- [What the task requires] Reproduce each of the entries that follow word for word, without altering anything.

- [Data supplied]
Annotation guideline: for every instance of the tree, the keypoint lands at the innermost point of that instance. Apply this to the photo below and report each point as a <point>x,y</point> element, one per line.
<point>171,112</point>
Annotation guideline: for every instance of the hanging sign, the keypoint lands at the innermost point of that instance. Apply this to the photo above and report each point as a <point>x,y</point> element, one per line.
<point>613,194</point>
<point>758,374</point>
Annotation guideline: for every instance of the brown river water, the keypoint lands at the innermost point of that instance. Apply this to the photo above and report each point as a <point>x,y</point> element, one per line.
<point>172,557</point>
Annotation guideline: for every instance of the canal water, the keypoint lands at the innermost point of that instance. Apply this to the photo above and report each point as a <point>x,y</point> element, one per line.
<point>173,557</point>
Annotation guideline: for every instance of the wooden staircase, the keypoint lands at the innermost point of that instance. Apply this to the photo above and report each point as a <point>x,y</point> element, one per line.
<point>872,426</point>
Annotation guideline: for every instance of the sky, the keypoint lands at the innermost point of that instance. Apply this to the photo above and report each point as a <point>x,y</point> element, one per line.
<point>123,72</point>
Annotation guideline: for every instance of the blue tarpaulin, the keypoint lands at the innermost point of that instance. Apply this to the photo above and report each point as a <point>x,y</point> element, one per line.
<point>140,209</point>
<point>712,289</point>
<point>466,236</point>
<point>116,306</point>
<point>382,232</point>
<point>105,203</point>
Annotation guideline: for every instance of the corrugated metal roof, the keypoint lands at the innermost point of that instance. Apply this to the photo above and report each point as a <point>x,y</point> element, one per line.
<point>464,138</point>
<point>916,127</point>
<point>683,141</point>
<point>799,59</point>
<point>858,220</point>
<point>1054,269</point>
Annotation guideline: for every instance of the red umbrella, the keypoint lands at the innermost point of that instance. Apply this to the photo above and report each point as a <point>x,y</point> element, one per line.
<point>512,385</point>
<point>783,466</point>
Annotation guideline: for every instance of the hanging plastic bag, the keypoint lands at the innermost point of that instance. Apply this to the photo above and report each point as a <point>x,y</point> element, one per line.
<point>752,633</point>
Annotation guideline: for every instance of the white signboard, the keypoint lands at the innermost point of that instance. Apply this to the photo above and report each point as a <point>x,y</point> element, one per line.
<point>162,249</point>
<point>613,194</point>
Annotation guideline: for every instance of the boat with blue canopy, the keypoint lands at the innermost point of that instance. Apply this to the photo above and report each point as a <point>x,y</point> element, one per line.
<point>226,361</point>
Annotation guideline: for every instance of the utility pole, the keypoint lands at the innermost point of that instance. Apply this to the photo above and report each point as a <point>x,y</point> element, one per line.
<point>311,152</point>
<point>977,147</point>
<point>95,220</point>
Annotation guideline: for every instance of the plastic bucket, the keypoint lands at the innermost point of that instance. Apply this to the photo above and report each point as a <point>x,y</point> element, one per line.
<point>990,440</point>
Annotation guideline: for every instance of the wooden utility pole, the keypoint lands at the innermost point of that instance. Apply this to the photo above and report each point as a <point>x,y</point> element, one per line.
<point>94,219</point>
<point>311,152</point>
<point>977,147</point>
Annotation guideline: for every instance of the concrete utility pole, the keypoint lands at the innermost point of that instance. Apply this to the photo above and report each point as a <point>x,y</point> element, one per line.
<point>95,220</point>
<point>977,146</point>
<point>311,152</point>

- [Correct response]
Annotation guideline: for every instance of the tree, the keypoint lands at the innermost point of that instance. Apply this to the photo below and report each point as a <point>x,y</point> element, one per line.
<point>171,112</point>
Annotation guideline: for every instance of the hanging sign, the keypoint lands at the innermost point of that instance. Apply this to the photo above and report each point as a <point>x,y</point> element, one per line.
<point>613,194</point>
<point>758,374</point>
Annotation guideline: for every instance of the brown river water, the keypoint lands at the innermost point of that instance. Apply this to the photo above and report each point as a <point>x,y</point> element, one per line.
<point>172,557</point>
Annotation guideline: for every instance of the canal water, the keypoint lands at the innermost point of that instance. Apply this to the photo above and report each point as a <point>x,y</point> element, one per line.
<point>173,557</point>
Annotation guideline: for every instance of the wooden staircase, the keypoint lands at the innermost point of that instance. Apply this to the photo above and report each point as a <point>x,y</point> element, one per line.
<point>872,426</point>
Annotation guideline: for every instance of the sky, the keypoint lands at the innermost point of that instance. Apply this to the photo above and report each point as a <point>x,y</point> element, one per line.
<point>123,72</point>
Annotation guideline: for every instance of the blue tarpaulin, the keypoint lands at the innermost point of that instance. Apply this to the photo above and report each point as a <point>x,y</point> element, one per line.
<point>140,209</point>
<point>712,289</point>
<point>466,236</point>
<point>116,306</point>
<point>382,232</point>
<point>105,203</point>
Annotation guideline: for every instance of the corrugated metal roof, the keypoint lands at the innermost point of that instance. Apply this to the photo above and report each point as a <point>x,y</point> element, one per line.
<point>464,138</point>
<point>916,127</point>
<point>683,141</point>
<point>799,59</point>
<point>858,220</point>
<point>1054,269</point>
Annotation guideline: for every instance of the red umbrella, the keypoint lands at the innermost point of that instance. Apply this to the photo above and report each point as a <point>x,y</point> element, one per line.
<point>512,385</point>
<point>783,466</point>
Annotation guideline: for every instance of the hanging plastic bag, the keypoint lands at the innermost point of that instance. Apply this to the photo above and report each point as a <point>x,y</point> element, one per line.
<point>752,633</point>
Annotation guideline: for every instance of the white signboard, the keypoint lands at the innermost point of that instance. Apply this to the photo above and report each point as a <point>x,y</point> element, one per line.
<point>162,249</point>
<point>613,194</point>
Annotation guideline: for every instance of the boat with blue canopy, the keypoint lands at the innermost point of that instance. Apply this to the photo above and report each point as a <point>x,y</point> element, one per line.
<point>226,361</point>
Annotation guideline: for every instance of the utility pole, the keypoint lands at the innermost point of that instance. Apply this to the photo above and report each point as a <point>x,y</point> element, one per line.
<point>311,152</point>
<point>977,147</point>
<point>95,220</point>
Annotation guideline: for every instance of the plastic bucket, the keypoint lands at the innermost point of that instance. Apply this to the photo above and report each point as a <point>x,y</point> element, one per line.
<point>990,440</point>
Annotation guideline: for every instance of the wooden utility pole, the keypoint lands at the innermost point of that instance. Apply this to the photo above and report each point as a <point>x,y</point> element, one per line.
<point>94,219</point>
<point>311,152</point>
<point>977,147</point>
Annotation guideline: for every instance of the concrete utility pole, the keypoint lands at the innermost point of that instance. Apply this to the photo above and report each point as a <point>x,y</point> element, one per line.
<point>95,220</point>
<point>977,146</point>
<point>311,152</point>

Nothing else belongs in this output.